* _THE PROBLEM_: Reproduce the listing below line for line, with no changes to any wording, numbers, or punctuation.

* _RECORDS PROVIDED_:
↓↓↓
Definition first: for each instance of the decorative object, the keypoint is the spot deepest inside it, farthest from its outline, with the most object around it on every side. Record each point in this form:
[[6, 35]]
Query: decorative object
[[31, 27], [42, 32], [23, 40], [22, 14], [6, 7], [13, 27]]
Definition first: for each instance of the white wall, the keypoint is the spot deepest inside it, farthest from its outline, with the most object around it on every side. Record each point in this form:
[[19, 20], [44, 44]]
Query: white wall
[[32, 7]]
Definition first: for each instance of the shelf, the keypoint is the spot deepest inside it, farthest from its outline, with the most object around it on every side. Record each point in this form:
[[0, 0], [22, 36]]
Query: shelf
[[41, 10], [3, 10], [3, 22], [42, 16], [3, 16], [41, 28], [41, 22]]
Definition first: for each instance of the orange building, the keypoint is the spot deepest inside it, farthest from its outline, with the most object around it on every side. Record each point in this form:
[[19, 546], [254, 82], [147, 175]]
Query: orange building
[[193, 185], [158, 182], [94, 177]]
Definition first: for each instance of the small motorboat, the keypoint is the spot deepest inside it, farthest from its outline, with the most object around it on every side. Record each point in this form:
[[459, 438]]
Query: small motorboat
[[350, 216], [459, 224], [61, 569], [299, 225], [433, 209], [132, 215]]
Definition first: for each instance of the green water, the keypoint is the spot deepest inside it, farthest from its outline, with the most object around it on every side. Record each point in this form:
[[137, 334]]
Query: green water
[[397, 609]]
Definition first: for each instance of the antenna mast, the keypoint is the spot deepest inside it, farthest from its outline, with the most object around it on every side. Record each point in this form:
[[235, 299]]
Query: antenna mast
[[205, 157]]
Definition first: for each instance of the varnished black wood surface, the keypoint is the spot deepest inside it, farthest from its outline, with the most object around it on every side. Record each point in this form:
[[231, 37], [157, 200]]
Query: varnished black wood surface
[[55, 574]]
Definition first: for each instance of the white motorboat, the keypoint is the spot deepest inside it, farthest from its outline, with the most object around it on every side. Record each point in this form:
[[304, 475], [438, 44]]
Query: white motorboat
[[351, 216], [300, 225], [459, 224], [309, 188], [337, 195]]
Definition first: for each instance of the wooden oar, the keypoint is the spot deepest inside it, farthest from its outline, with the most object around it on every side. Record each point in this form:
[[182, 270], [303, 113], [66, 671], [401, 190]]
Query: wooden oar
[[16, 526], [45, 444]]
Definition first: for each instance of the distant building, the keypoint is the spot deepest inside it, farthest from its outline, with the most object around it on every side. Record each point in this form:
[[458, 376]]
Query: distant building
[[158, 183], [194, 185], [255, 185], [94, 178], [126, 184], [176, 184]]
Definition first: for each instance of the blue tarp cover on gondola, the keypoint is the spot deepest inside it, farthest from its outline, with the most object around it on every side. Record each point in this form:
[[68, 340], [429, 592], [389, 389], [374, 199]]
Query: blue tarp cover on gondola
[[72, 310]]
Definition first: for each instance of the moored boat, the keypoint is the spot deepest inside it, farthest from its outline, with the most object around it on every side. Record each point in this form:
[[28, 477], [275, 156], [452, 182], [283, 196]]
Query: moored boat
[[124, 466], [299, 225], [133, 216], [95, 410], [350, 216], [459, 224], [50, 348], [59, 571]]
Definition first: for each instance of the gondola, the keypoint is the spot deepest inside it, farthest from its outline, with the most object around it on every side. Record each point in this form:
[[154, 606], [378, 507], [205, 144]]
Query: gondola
↑↑↑
* _FULL SOLUTION_:
Definition first: for each instance of the decorative object, the keypoint is the spot deepest inside it, farthest from its outline, with the most object around it on every side. Record each point in this form:
[[6, 35]]
Query: decorative object
[[31, 27], [42, 32], [23, 40], [22, 14], [6, 7], [13, 27]]
Definition first: for each instance of the white wall, the keypoint is the spot deepest inside it, farthest from its outline, with the most object around it on every side. Record each point in this form:
[[19, 20], [44, 44]]
Query: white wall
[[32, 7]]
Definition first: for each instance of the shelf, the keypoint is the spot deepest inside it, farthest from its outline, with the most object around it on every side. Record each point in this form:
[[0, 0], [22, 36]]
Query: shelf
[[41, 10], [3, 10], [3, 22], [42, 16], [3, 16], [41, 28], [41, 22]]
Definition first: for each instance of the orange building, the keypoint is the spot deepest inside it, farthest from its outline, with the most object around it on every side. Record each point in this form:
[[19, 546], [254, 82], [147, 175]]
Query: orange building
[[193, 185], [158, 182], [94, 177]]
Definition first: for each instance of the small motorboat, the keypoint is the spot deepest inside it, farthest from its outline, with the most object around it on every side. Record each point in this form:
[[459, 438]]
Query: small motorboat
[[350, 216], [459, 224], [61, 569], [299, 225], [433, 209], [132, 215]]
Definition first: for each instance of the green water, the keypoint is the spot deepest inside it, farthest from its outline, with the most object around it on every side. Record each point in this form:
[[137, 334]]
Query: green water
[[397, 609]]
Definition first: for each instance of the antenna mast, the keypoint is the spot deepest inside it, farthest from its outline, with the most object around it on every side. Record each point in this form:
[[235, 299]]
Query: antenna mast
[[205, 157]]
Definition first: for each instance of the varnished black wood surface, the keypoint is the spot deepest inside it, farthest from its outline, with the most object around it on every side. Record each point in this form:
[[231, 37], [157, 200]]
Query: varnished black wood surface
[[55, 574]]
Definition first: for each instance of the white motorboat, the keypoint is the spot deepest inside it, farthest from its outline, with the most object around it on every side. Record each point in this form:
[[304, 475], [438, 44]]
Query: white motorboat
[[351, 216], [300, 225], [459, 224], [309, 188], [337, 195]]
Definition first: for each instance of the wooden oar, the keypoint is the spot deepest inside it, farthest from its outline, with the most object around it on every side. Record each point in this form:
[[182, 270], [303, 113], [66, 671], [401, 190]]
Query: wooden oar
[[16, 526], [45, 444]]
Definition first: for each instance of the distant building, the keypoint is the spot deepest inside it, farthest from its outline, with the most object around it on every side. Record each point in this form:
[[458, 376]]
Query: distant building
[[158, 183], [194, 185], [255, 185], [94, 178], [126, 184], [176, 184]]
Definition first: for each instance of the blue tarp cover on gondola, the keypoint is the spot deepest inside it, farthest from its outline, with the most object around it on every side. Record each point in this form:
[[68, 340], [429, 592], [389, 389], [374, 199]]
Query: blue tarp cover on gondola
[[72, 310]]
Definition first: for each instance of the moored boat, the keypoint is the spot deepest inside it, farthest from its outline, with the most object around it on every side. Record each point in this form:
[[28, 477], [275, 156], [452, 182], [283, 196]]
Query: moored boat
[[124, 466], [299, 225], [133, 216], [95, 410], [350, 216], [459, 224], [50, 348], [59, 571]]
Definition first: for each instance of the gondola, the keypoint is the spot deepest inside it, farthest from its outline, with the most object around it on every side. Record each point in this form:
[[154, 606], [378, 507], [205, 144]]
Query: gondola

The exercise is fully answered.